**Estratto**
###

Filippo Cardinale
La riunione di ieri mattina, svoltasi nella sede comunale di Ribera, ha tracciato una netta linea di demarcazione. Quella linea tanto attesa e che per anni è stata volutamente ricoperta dalla volontà di 16 sindaci che, di volta in volta, hanno proseguito sulla via del non rispetto della legge.
Ma i tempi cambiano. Cambiano con l’arrivo del nuovo Prefetto Dario Caputo che ha emesso l’interdittiva antimafia che ha permesso di rendere le redini della Girgenti Acque nelle mani dello Stato attraverso la nomina dei commissari prefettizi. Cambiano per la determinazione dei due commissari che hanno chiarito senza equivoci che la legge va applicata. Cambiano perchè adesso non vi è più la gestione del servizio idrico integrato nella mani di una società privata.
I tempi cambiano perché, finalmente, nella riunione di ieri dei 27 sindaci, i cui Comuni hanno consegnato le risorse in ossequio alla legge, il presidente dell’Ati e anche sindaci di Sciacca (Città consegnataria delle reti) ha ribadito un concetto inequivocabile: entro il prossimo 15 marzo l’Ati attende le istanze di quei Comuni che ipotizzano il possesso dei requisiti previsti dall’articolo 147, comma 2bis, lettere a) e b) del D.Lgs. n. 152/2006, che rende possibile la gestione del servizio idrico in forma autonoma esistente nei Comuni che presentano constestualmente le seguenti caratteristiche: approvvigionamento idrico da fonti qualitativamente pregiate; sorgenti ricadenti in parchi naturali o aree naturali protette, ovvero in siti individuati come beni paesaggistici ai sensi del codice dei beni culturali e del paesaggio.

###

**Attività**
In base all'articolo sulla riunione di Ribera, spiega per quali motivi «i tempi cambiano». Rispondi con una, due o tre frasi.

Dati di puntamento basati su immagini:
###

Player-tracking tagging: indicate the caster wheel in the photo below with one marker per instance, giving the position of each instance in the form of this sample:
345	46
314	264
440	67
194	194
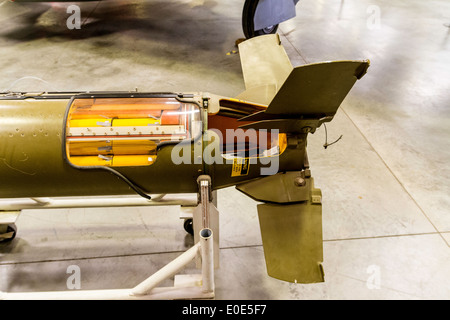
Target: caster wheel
189	226
248	16
10	233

###

**Soluzione**
Il nuovo Prefetto Dario Caputo ha emesso l'interdittiva antimafia che ha messo la Girgenti Acque nelle mani dello Stato con la nomina dei commissari prefettizi, e i due commissari hanno chiarito senza equivoci che la legge va applicata. Inoltre la gestione del servizio idrico integrato non è più nelle mani di una società privata. Infine, nella riunione dei 27 sindaci, il presidente dell'Ati ha ribadito che entro il 15 marzo l'Ati attende le istanze dei Comuni che ipotizzano di avere i requisiti per la gestione autonoma del servizio idrico.